* **ASSIGNED TASK**
Please reproduce, exactly and with nothing added, the line containing "Task: point out the balcony, one" and every line after it to the end of the records.
──────── RECORDED DATA ────────
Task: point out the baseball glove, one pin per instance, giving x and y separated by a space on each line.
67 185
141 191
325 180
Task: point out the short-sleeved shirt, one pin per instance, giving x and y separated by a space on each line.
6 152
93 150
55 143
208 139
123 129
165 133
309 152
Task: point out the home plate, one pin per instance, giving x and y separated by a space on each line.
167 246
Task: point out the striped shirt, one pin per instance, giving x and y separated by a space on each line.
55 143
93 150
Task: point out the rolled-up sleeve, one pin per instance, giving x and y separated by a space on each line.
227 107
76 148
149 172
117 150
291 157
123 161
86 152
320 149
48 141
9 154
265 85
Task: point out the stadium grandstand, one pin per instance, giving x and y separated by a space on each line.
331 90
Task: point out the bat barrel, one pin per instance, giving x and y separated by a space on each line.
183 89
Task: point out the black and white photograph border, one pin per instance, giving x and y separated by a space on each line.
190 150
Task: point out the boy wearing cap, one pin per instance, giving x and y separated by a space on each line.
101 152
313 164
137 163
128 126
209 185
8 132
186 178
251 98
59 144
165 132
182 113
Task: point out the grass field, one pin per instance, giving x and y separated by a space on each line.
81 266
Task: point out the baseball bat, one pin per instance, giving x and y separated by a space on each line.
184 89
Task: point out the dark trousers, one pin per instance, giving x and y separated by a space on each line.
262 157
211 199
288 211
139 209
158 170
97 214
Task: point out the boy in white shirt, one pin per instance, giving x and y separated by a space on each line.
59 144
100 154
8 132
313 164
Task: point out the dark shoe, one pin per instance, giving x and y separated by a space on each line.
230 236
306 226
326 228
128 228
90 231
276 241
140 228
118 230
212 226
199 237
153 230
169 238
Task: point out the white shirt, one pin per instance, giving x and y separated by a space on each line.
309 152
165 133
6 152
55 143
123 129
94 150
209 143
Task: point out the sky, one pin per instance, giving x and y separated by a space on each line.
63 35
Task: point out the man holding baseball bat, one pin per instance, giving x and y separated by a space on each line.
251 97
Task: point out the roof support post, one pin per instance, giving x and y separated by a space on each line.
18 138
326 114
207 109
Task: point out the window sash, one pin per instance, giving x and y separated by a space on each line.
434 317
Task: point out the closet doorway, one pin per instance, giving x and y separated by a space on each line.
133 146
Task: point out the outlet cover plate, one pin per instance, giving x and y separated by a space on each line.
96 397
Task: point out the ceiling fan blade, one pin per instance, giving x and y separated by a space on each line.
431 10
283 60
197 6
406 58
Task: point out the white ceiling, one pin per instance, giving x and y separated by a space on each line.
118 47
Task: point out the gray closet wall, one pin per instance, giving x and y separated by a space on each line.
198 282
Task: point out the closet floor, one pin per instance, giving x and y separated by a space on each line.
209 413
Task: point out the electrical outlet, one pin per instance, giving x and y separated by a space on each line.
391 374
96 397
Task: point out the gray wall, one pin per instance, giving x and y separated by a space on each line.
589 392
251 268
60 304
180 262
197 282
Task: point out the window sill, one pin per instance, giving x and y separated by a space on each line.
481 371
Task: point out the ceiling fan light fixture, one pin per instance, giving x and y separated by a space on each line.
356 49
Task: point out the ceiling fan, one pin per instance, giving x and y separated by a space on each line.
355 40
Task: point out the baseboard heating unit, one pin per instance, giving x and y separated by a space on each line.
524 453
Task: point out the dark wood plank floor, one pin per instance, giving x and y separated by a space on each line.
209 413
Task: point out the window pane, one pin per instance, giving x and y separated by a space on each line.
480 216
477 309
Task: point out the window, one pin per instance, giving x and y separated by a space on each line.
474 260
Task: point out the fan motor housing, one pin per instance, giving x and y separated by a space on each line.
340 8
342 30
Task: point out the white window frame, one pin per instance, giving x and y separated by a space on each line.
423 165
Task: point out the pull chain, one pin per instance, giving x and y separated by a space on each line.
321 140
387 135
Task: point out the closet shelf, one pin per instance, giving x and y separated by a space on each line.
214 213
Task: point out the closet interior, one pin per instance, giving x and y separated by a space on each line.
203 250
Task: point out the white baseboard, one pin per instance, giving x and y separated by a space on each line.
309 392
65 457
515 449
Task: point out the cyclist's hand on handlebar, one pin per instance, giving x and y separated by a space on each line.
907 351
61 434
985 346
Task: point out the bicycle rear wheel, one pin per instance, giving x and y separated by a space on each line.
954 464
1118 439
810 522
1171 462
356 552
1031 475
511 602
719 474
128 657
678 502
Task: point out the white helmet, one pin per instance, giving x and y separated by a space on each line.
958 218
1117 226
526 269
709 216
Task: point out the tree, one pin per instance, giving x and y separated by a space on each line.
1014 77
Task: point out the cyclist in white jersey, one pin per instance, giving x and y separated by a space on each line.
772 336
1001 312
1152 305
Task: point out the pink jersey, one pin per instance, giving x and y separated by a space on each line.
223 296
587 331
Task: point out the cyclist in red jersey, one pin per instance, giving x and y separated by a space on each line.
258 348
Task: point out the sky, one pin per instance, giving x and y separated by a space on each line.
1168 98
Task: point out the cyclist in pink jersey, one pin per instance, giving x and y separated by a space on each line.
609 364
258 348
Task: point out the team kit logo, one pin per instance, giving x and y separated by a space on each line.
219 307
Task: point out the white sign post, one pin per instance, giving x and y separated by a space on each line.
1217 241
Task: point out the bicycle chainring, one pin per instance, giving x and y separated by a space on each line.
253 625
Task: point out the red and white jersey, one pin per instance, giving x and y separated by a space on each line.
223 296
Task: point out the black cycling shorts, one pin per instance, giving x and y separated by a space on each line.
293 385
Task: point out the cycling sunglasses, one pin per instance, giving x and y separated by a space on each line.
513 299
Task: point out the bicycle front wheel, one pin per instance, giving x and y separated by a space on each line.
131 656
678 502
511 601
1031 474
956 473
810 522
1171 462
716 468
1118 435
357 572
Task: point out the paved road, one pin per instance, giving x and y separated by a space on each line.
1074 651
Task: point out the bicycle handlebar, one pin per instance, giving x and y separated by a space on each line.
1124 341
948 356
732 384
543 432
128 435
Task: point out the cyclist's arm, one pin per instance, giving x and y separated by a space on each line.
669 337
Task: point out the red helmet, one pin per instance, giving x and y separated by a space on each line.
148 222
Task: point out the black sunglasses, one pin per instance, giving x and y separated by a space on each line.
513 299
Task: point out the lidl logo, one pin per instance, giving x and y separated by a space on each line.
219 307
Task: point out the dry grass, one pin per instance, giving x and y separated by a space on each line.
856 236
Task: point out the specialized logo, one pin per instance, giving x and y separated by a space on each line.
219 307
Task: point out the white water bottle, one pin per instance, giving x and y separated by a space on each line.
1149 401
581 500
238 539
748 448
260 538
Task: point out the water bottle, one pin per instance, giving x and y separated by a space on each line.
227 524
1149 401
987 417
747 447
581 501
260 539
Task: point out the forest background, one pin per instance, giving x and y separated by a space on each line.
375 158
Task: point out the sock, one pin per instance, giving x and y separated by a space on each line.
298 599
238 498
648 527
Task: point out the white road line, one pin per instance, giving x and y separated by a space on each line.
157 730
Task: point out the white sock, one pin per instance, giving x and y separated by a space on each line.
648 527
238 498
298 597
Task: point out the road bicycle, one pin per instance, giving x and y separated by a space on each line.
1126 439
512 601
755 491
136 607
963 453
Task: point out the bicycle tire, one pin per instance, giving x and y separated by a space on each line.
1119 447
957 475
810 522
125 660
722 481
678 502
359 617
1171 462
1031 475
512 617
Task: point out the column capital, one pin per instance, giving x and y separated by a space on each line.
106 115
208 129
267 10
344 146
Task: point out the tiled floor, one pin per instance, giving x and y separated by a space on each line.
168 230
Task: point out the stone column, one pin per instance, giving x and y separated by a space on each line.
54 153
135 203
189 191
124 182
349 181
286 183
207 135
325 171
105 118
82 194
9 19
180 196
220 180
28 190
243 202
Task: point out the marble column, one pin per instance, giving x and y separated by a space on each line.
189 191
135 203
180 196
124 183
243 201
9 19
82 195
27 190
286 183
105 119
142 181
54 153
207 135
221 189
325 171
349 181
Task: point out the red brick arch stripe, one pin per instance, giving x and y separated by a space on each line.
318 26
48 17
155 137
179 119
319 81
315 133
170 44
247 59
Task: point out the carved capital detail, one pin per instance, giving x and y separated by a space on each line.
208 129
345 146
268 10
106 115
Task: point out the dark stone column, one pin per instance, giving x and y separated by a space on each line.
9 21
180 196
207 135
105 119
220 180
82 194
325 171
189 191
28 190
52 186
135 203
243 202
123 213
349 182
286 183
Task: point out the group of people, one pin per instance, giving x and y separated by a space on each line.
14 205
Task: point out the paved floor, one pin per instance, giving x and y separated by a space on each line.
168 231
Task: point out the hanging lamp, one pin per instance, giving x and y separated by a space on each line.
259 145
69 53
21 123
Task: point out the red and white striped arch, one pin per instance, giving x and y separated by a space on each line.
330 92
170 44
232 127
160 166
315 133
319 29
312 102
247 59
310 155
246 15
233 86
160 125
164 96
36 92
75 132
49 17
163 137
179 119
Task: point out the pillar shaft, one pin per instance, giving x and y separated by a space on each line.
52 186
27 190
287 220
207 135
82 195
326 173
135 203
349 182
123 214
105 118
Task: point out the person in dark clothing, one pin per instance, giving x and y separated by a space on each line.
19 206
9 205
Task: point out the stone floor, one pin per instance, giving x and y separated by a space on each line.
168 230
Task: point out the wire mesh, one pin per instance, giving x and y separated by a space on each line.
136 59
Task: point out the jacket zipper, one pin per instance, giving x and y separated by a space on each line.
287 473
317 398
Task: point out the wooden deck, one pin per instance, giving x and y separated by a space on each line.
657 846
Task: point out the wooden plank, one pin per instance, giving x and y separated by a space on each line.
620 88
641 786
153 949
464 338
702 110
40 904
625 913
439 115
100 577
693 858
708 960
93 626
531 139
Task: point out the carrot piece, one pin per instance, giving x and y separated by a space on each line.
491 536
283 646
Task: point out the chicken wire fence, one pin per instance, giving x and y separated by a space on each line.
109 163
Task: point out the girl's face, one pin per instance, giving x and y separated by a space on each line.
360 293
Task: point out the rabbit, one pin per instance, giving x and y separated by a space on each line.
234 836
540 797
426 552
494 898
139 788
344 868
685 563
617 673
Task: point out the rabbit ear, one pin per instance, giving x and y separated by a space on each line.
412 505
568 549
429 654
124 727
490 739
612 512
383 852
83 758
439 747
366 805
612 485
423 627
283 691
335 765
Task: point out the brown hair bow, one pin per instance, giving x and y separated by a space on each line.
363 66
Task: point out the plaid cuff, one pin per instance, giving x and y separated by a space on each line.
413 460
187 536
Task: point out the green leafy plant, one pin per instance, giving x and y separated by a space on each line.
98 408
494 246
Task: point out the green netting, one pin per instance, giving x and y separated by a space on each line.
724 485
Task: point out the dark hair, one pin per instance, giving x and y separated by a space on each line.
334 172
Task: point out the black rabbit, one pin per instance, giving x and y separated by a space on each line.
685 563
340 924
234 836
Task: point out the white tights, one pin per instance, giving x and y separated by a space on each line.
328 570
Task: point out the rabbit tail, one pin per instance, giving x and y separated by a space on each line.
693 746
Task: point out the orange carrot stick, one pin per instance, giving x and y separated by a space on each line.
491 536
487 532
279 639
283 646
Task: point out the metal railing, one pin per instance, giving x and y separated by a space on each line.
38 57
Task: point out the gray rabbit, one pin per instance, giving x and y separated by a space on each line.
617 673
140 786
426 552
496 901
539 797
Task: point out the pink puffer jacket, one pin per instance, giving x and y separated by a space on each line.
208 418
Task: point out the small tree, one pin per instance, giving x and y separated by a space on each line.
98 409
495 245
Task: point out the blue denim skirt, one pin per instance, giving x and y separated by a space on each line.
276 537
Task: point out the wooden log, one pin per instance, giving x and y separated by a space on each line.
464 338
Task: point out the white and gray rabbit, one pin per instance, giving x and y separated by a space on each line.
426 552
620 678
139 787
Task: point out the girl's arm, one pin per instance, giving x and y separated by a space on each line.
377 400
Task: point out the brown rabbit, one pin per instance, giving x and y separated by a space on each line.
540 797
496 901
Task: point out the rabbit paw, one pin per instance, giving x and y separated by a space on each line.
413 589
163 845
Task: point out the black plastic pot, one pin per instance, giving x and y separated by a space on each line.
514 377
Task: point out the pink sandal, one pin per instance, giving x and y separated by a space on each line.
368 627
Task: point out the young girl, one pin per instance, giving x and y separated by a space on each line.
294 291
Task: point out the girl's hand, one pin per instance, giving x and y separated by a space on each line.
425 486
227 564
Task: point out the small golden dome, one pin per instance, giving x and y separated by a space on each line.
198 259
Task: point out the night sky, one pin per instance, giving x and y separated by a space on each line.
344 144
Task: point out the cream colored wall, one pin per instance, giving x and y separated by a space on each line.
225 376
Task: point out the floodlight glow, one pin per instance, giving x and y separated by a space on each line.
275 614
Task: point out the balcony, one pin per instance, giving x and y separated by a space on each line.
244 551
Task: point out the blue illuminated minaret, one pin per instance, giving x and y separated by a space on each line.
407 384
────────
* **RESULT OF THIS EXERCISE**
Task: point out the balcony, one pin per instance, giving x and y separated by a space on each line.
244 551
Task: point out the blue illuminated minaret, one pin per instance, giving x and y separated by a space on each line.
407 384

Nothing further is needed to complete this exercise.